■ WHAT IS EXPECTED:
Write each record again exactly as it stands.

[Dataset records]
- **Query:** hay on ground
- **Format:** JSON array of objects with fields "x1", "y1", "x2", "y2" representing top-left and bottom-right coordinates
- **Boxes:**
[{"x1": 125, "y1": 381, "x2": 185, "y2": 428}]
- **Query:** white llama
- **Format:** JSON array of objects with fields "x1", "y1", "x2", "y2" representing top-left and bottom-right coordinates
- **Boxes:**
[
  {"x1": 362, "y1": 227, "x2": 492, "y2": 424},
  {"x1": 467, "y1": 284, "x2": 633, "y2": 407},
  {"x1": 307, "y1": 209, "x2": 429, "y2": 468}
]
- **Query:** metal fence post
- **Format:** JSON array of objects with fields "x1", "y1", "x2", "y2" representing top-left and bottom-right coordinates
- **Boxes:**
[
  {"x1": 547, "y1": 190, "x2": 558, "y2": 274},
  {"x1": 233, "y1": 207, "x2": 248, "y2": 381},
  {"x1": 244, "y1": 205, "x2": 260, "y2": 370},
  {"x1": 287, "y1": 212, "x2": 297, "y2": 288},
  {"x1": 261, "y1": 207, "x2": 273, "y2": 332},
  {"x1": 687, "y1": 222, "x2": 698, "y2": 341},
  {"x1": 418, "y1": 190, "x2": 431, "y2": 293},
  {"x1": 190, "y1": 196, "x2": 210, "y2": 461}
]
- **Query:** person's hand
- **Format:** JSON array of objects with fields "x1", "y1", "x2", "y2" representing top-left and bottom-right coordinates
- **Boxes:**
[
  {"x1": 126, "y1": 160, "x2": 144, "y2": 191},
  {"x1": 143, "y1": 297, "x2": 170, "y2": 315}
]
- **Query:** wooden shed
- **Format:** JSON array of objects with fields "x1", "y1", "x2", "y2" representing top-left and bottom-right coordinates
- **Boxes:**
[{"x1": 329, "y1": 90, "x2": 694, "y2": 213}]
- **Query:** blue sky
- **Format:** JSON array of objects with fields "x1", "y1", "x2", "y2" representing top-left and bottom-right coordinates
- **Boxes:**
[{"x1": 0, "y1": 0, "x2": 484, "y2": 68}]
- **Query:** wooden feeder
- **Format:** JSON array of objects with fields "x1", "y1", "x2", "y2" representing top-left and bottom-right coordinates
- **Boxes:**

■ RESULT FOR THIS TASK:
- **Query:** hay on ground
- **Format:** JSON array of objects with fields "x1", "y1", "x2", "y2" representing top-left and bottom-right coordinates
- **Boxes:**
[{"x1": 125, "y1": 381, "x2": 185, "y2": 428}]
- **Query:** white llama
- **Format:** JSON array of objects with fields "x1", "y1", "x2", "y2" representing top-left and bottom-right coordinates
- **Boxes:**
[
  {"x1": 362, "y1": 227, "x2": 492, "y2": 424},
  {"x1": 467, "y1": 284, "x2": 633, "y2": 407},
  {"x1": 307, "y1": 209, "x2": 429, "y2": 468}
]
- **Query:** metal fence post
- **Format:** JSON array of objects with fields "x1", "y1", "x2", "y2" representing top-left and bottom-right coordinates
- **Boxes:**
[
  {"x1": 547, "y1": 190, "x2": 558, "y2": 274},
  {"x1": 233, "y1": 207, "x2": 248, "y2": 381},
  {"x1": 244, "y1": 205, "x2": 260, "y2": 370},
  {"x1": 287, "y1": 212, "x2": 297, "y2": 288},
  {"x1": 261, "y1": 207, "x2": 273, "y2": 332},
  {"x1": 687, "y1": 222, "x2": 698, "y2": 341},
  {"x1": 418, "y1": 190, "x2": 431, "y2": 293},
  {"x1": 190, "y1": 196, "x2": 210, "y2": 461}
]
- **Query:** person's hand
- **Format:** JSON array of objects with fields "x1", "y1", "x2", "y2" representing top-left and bottom-right coordinates
- **Boxes:**
[
  {"x1": 126, "y1": 160, "x2": 144, "y2": 191},
  {"x1": 143, "y1": 297, "x2": 170, "y2": 315}
]
- **Query:** wooden shed
- **Format:** JSON array of objects with fields "x1", "y1", "x2", "y2" representing top-left and bottom-right coordinates
- **Boxes:**
[{"x1": 329, "y1": 90, "x2": 694, "y2": 213}]
- **Query:** blue sky
- **Format:** JSON array of objects with fields "x1", "y1", "x2", "y2" representing top-left and bottom-right coordinates
- **Boxes:**
[{"x1": 0, "y1": 0, "x2": 484, "y2": 68}]
- **Query:** wooden feeder
- **Format:** JSON array of objects with fields "x1", "y1", "x2", "y2" representing top-left and bottom-right coordinates
- **Boxes:**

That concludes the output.